- _DOCUMENT_
** Begin **

# Worldmark Points



## Spring Training Fan (Aug 16, 2006)

What is everyone's opinion on Worldmark points?  I own DVC, but would like to get another points membership and have been looking at all of them a little.  It seems just by checking out eBay that Worldmark points sell fairly well on the resale market and they are heavy out west.  I live in the east, but it looks like a pretty good club with pretty low maintenance fees.  Does anyone have a feeling about Worldmark?  Also, do they offer any bonus time or weeks like Bluegreen or something like that?  And are their resorts on the same quality as Fairfield or Marriott?  Last question:  Is 6000 points enough to start with?  It looks like that wouldn't get me a week in prime time anywhere, but it could get me 4-5 nights staying away from the weekends.


----------



## RichM (Aug 16, 2006)

PerryM will probably chime in that 6000 is definitely enough since you can rent unlimited points from other owners for just a bit more than the permanent credits would cost you in annual MF's.  However, renting credits from other owners is something you have to arrange on your own, with the other owner, so some people simply purchase extra permanent credits to avoid the hassle.   

There are credit rental forums on www.wmowners.com/forum and the Trendwest-run WorldMark forum at www.worldmarktheclub.com.  The credit rental section in the latter is only open to WorldMark owners and prices may only be discussed in private.  Both forums also offer a lot of information specific to WorldMark although the Trendwest forum has mostly resort-specific info whereas wmowners.com has more info on tips & tricks to maximizing usage.  I'm sure others will follow this reply with their own opinions on the two forums.

** End **

- _GOAL 1_
Which points membership does the first poster in the thread already own?
The records that follow have no connection to the thread above.

- _GIVEN RECORDS_

** Begin **

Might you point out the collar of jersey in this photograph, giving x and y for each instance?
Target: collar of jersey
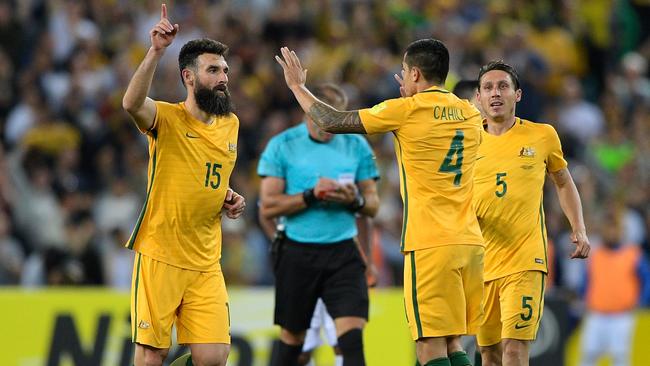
(435, 89)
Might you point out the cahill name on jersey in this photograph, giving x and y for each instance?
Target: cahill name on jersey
(509, 180)
(190, 163)
(436, 140)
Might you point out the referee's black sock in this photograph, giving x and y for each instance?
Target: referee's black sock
(459, 359)
(286, 355)
(351, 345)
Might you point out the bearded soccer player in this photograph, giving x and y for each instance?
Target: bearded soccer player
(436, 142)
(514, 158)
(177, 277)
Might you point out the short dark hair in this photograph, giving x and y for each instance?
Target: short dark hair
(331, 94)
(500, 65)
(466, 89)
(195, 48)
(431, 57)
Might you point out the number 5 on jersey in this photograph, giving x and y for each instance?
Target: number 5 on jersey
(212, 176)
(456, 149)
(503, 184)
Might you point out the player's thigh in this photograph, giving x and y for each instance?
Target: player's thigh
(490, 331)
(434, 292)
(472, 276)
(522, 304)
(204, 316)
(156, 293)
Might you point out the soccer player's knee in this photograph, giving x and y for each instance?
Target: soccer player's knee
(351, 341)
(216, 357)
(154, 357)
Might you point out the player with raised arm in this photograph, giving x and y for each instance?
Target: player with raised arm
(177, 277)
(436, 142)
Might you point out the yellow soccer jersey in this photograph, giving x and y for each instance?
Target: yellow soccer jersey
(509, 180)
(436, 138)
(190, 164)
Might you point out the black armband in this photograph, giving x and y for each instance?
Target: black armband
(309, 197)
(358, 203)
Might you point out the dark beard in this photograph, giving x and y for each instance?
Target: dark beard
(212, 101)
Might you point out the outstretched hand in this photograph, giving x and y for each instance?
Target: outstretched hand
(294, 74)
(579, 238)
(163, 33)
(400, 81)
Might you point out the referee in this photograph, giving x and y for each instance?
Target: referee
(319, 182)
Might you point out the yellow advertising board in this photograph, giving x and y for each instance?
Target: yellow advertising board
(90, 327)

** End **

- _GOAL 2_
Lay out the records as a JSON list of strings, one string per line, leaving out blank lines. Begin with the line containing "Might you point out the cahill" and continue through the end of the records.

- _WORKED ANSWER 1_
DVC.

- _WORKED ANSWER 2_
[
  "Might you point out the cahill name on jersey in this photograph, giving x and y for each instance?",
  "Target: cahill name on jersey",
  "(509, 180)",
  "(190, 163)",
  "(436, 140)",
  "Might you point out the referee's black sock in this photograph, giving x and y for each instance?",
  "Target: referee's black sock",
  "(459, 359)",
  "(286, 355)",
  "(351, 345)",
  "Might you point out the bearded soccer player in this photograph, giving x and y for each instance?",
  "Target: bearded soccer player",
  "(436, 142)",
  "(514, 158)",
  "(177, 277)",
  "Might you point out the short dark hair in this photograph, giving x and y for each instance?",
  "Target: short dark hair",
  "(331, 94)",
  "(500, 65)",
  "(466, 89)",
  "(195, 48)",
  "(431, 57)",
  "Might you point out the number 5 on jersey in this photograph, giving x and y for each instance?",
  "Target: number 5 on jersey",
  "(212, 176)",
  "(456, 149)",
  "(503, 184)",
  "Might you point out the player's thigh in this photograph, giving x and y for each instance?",
  "Target: player's thigh",
  "(490, 331)",
  "(434, 292)",
  "(472, 276)",
  "(522, 304)",
  "(204, 316)",
  "(156, 293)",
  "Might you point out the soccer player's knee in this photograph, giving x and y for each instance?",
  "Target: soccer player's knee",
  "(351, 341)",
  "(216, 357)",
  "(154, 357)",
  "Might you point out the player with raised arm in this photograph, giving x and y for each instance?",
  "Target: player with raised arm",
  "(177, 277)",
  "(436, 142)",
  "Might you point out the yellow soccer jersey in this photograph, giving x and y for each instance?",
  "Target: yellow soccer jersey",
  "(509, 180)",
  "(436, 138)",
  "(190, 164)",
  "Might you point out the black armband in this photograph, giving x and y for each instance?",
  "Target: black armband",
  "(309, 197)",
  "(358, 203)",
  "Might you point out the dark beard in this photograph, giving x and y for each instance?",
  "Target: dark beard",
  "(212, 101)",
  "Might you point out the outstretched hand in this photograph, giving x and y for each instance?",
  "Target: outstretched hand",
  "(294, 74)",
  "(579, 238)",
  "(163, 33)",
  "(400, 81)",
  "Might you point out the referee in this photograph, giving x and y for each instance?",
  "Target: referee",
  "(319, 182)",
  "Might you point out the yellow advertising board in this photograph, giving x and y for each instance?",
  "Target: yellow advertising board",
  "(90, 327)"
]